Copy out the data exactly, leaving the pictures behind.

== Material provided ==
BEGIN
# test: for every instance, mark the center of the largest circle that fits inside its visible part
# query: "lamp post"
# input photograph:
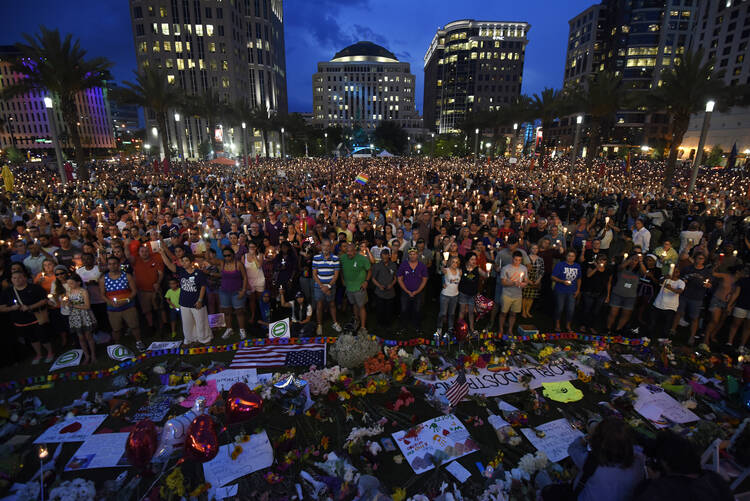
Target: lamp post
(574, 151)
(701, 142)
(180, 154)
(53, 130)
(476, 146)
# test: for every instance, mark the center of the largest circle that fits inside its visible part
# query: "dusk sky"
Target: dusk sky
(316, 29)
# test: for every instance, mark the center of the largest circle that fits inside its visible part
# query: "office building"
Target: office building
(25, 117)
(363, 85)
(472, 66)
(723, 32)
(234, 48)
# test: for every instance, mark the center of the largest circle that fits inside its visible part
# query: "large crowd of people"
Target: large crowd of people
(158, 253)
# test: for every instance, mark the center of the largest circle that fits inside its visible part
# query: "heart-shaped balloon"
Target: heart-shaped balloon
(201, 440)
(141, 443)
(242, 404)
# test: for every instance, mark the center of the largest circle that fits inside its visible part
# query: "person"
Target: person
(412, 278)
(567, 278)
(173, 301)
(232, 291)
(356, 275)
(27, 304)
(532, 289)
(193, 311)
(610, 465)
(301, 317)
(675, 473)
(81, 319)
(384, 279)
(119, 290)
(449, 294)
(326, 267)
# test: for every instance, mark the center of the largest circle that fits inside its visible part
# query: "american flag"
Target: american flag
(278, 355)
(458, 390)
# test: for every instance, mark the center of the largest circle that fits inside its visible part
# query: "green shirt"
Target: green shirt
(354, 270)
(174, 296)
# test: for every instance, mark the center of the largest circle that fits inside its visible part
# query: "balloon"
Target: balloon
(201, 441)
(141, 443)
(461, 331)
(242, 404)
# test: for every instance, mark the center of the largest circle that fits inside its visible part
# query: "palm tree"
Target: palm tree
(685, 88)
(152, 91)
(58, 66)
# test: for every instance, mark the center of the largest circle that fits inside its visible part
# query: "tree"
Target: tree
(390, 136)
(58, 66)
(152, 91)
(685, 88)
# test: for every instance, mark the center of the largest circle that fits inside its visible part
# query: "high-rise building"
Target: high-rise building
(26, 126)
(472, 66)
(723, 32)
(363, 85)
(233, 48)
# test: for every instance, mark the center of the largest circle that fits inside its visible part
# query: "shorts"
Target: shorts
(511, 304)
(326, 298)
(119, 319)
(717, 304)
(357, 298)
(230, 300)
(149, 301)
(626, 303)
(690, 308)
(465, 299)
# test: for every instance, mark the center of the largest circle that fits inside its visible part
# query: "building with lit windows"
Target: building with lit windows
(363, 85)
(26, 126)
(472, 66)
(723, 32)
(235, 48)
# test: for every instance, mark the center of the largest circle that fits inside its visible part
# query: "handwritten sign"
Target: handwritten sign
(558, 435)
(493, 384)
(445, 434)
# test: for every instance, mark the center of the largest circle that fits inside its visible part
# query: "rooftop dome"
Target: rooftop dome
(365, 51)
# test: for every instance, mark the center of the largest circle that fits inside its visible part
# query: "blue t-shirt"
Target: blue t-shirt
(565, 271)
(190, 286)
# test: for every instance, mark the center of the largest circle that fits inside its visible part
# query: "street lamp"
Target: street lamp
(701, 142)
(574, 152)
(53, 130)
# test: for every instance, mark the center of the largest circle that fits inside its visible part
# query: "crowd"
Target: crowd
(159, 253)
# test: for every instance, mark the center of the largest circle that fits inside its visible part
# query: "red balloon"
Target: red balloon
(141, 443)
(242, 404)
(201, 440)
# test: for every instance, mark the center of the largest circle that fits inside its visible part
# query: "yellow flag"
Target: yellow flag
(7, 178)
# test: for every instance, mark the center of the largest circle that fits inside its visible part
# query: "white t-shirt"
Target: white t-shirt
(666, 299)
(451, 280)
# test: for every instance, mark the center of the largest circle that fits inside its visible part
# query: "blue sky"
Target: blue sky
(316, 29)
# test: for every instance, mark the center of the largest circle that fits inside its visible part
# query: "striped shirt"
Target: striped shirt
(326, 268)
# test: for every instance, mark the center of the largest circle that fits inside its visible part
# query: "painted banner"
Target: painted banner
(493, 384)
END
== Exercise response ==
# test: for every instance, mark the center of the largest circle that fits inside its visible part
# query: "lamp post"
# input photograph:
Target: lamp post
(574, 151)
(701, 142)
(180, 154)
(53, 130)
(476, 146)
# test: for every instance, mark the center of the largest circle that fits inside its visible part
# query: "dusk sky"
Target: dusk sky
(316, 29)
# test: for every instance, mark the center of the largest circle that fits inside its visible part
# query: "office building"
Target: office building
(25, 117)
(363, 85)
(472, 66)
(723, 32)
(234, 48)
# test: for every instance, mark the center of the largest circle that fits inside its visible part
# query: "large crowd of people"
Target: large crowd of people
(158, 253)
# test: for every instance, mark the center of the largest circle that fits inside its visible part
# query: "heart-shaped balloon"
Target: heart-shaped balloon
(201, 440)
(141, 443)
(242, 404)
# test: for every instance, mark the center of the largest circle that fits inside its visible part
# query: "person"
Target: person
(412, 278)
(567, 278)
(173, 301)
(232, 291)
(356, 275)
(27, 304)
(532, 289)
(193, 311)
(610, 465)
(301, 317)
(675, 473)
(81, 319)
(384, 279)
(119, 290)
(449, 294)
(326, 267)
# test: for every instance, mark the center of the largest circle that fits inside its visible part
# query: "american flag"
Target: american flag
(278, 355)
(458, 390)
# test: for every instance, mark the center of the largest circle that fits inside its visible part
# query: "green shirt"
Target: green shirt
(354, 270)
(174, 296)
# test: for every instance, mark the center of the largest circle that fits inside its visible part
# query: "balloon"
Target: balloon
(201, 441)
(141, 443)
(461, 331)
(242, 404)
# test: for every instance, mark the center of the largest circle that fits inside its visible part
# query: "palm tree"
Target: palm tree
(685, 88)
(152, 91)
(58, 66)
# test: for every instance, mark the center of the largest circle that fits inside its visible part
# query: "tree"
Target: tree
(390, 136)
(58, 66)
(152, 91)
(685, 88)
# test: for every instance, mark the center of the largest circle that fits inside its visible part
# query: "high-rise building"
Target: high-rise building
(26, 126)
(472, 66)
(723, 32)
(363, 85)
(233, 48)
# test: for every instance, mark the center of the largest circle that fits inside its visible part
# query: "shorts"
Target: shorts
(511, 304)
(326, 298)
(119, 319)
(717, 304)
(357, 298)
(230, 300)
(149, 301)
(626, 303)
(690, 308)
(465, 299)
# test: for every instance, mark the center of the largest circle that fits inside its visible part
# query: "building with lit windows"
Target: building with lit windows
(363, 85)
(26, 126)
(472, 66)
(723, 32)
(235, 48)
# test: for every instance, mark the center of the largest circle that fits inside its visible part
# query: "handwritten sign"
Target: handwritten sign
(558, 435)
(493, 384)
(445, 434)
# test: for every instance, mark the center of the largest circle that fits inside its visible part
# query: "rooftop dome"
Target: rooftop dome
(365, 51)
# test: for every instance, mark the center of the largest circle that fits inside its visible part
# query: "blue t-shirt"
Target: blue t-shirt
(565, 271)
(190, 286)
# test: for every instance, mark the center of the largest circle that fits inside its visible part
# query: "street lamp"
Target: street lamp
(701, 142)
(574, 152)
(53, 130)
# test: for every instance, mark the center of the largest circle that fits inside its visible part
# query: "crowd"
Target: crowd
(159, 253)
# test: for every instance, mark the center of the largest circle that fits inside its visible part
# query: "red balloon"
Target: red balloon
(141, 443)
(242, 404)
(201, 440)
# test: for every instance, mark the center of the largest circle that fits inside its visible part
# query: "yellow flag"
Target: yellow flag
(7, 178)
# test: for every instance, mark the center of the largest circle that fits inside its visible part
# query: "white t-shirt"
Target: white t-shirt
(666, 299)
(451, 280)
# test: for every instance, mark the center of the largest circle that fits inside its visible part
# query: "blue sky"
Target: blue sky
(316, 29)
# test: for every instance, mark the center of the largest circle that fits inside its visible part
# query: "striped shirt"
Target: striped shirt
(326, 268)
# test: for every instance, mark the center of the largest circle that fits inside its visible part
# query: "painted banner"
Target: painted banner
(493, 384)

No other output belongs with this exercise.